### THE PROBLEM:
The entries below hold a line with "For the shot-chart build, locate every instance of the coffee" and a line with "of the decorative". Return those lines and all that lie between them, exactly and only.

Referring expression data
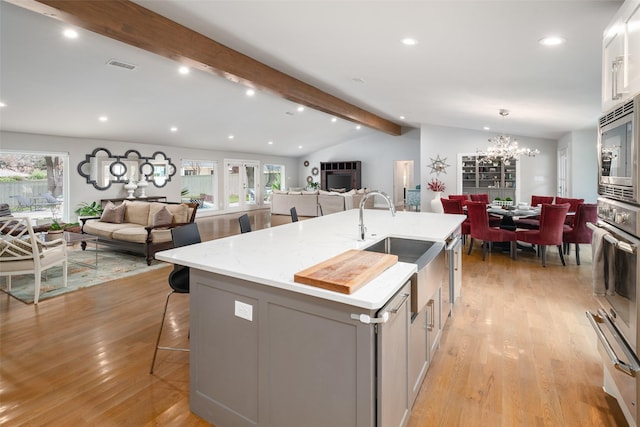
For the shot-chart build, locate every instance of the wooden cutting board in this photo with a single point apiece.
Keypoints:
(346, 272)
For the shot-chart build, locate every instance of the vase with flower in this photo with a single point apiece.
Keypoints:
(437, 187)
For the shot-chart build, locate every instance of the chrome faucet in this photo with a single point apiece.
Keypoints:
(363, 229)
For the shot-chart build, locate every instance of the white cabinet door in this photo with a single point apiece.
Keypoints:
(632, 52)
(613, 65)
(621, 56)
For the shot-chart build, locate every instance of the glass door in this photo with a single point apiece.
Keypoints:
(200, 183)
(242, 183)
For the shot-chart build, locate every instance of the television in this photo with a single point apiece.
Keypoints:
(336, 180)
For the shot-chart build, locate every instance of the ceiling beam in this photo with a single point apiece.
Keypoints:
(132, 24)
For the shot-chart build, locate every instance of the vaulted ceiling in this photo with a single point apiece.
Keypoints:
(471, 59)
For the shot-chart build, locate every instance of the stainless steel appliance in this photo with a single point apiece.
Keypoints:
(618, 148)
(616, 322)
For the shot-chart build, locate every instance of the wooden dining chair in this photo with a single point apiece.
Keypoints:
(550, 232)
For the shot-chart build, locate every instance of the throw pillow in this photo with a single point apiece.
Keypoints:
(113, 213)
(162, 217)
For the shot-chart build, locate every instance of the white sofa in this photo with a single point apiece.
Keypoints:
(315, 203)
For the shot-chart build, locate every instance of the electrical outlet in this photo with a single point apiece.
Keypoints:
(244, 311)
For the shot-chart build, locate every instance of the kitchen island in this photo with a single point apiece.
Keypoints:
(271, 352)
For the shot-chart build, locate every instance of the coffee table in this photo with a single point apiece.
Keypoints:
(72, 238)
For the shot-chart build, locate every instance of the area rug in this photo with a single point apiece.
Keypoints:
(112, 265)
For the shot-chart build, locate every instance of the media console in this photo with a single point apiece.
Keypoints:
(345, 175)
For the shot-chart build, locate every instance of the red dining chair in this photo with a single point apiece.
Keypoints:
(541, 200)
(480, 229)
(580, 233)
(572, 208)
(550, 231)
(464, 198)
(455, 207)
(480, 198)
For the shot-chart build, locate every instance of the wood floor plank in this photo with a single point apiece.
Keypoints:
(518, 350)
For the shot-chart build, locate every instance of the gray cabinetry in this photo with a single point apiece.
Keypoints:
(263, 356)
(393, 351)
(418, 353)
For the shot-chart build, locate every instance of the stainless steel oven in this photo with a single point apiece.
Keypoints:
(618, 148)
(615, 321)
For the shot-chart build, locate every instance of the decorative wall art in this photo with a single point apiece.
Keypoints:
(101, 168)
(438, 165)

### EXERCISE RESPONSE:
For the shot-chart build, locate every instance of the coffee table in this photo with a single point apiece.
Keypoints:
(72, 238)
For the shot-chart build, locate every instance of the area rug in this photo with a single point apiece.
Keypoints:
(112, 265)
For the shot-chart build, locate every instance of the media console in this photo with a single point apiece.
Keypoints:
(345, 175)
For the shot-chart build, locate every instance of the red dining chair in this photo with a single point apiece.
Keypoints:
(541, 200)
(480, 229)
(580, 233)
(572, 208)
(550, 231)
(464, 198)
(455, 207)
(480, 198)
For the shot-chart build, locate every instance of the wood floor plank in this photo with a single point apiece.
Keypoints:
(518, 350)
For the shot-chart build, locate every instance of the gray cabinetry in this photo with a single point apiece.
Keypoints:
(263, 356)
(393, 351)
(418, 353)
For the shot-chart build, locate every instance of the stainless steel oven in this photo with a single point apiece.
Keypoints:
(618, 148)
(615, 321)
For the shot-chart build, locate every instance of the decorative wall art in this photo with a single point apiece.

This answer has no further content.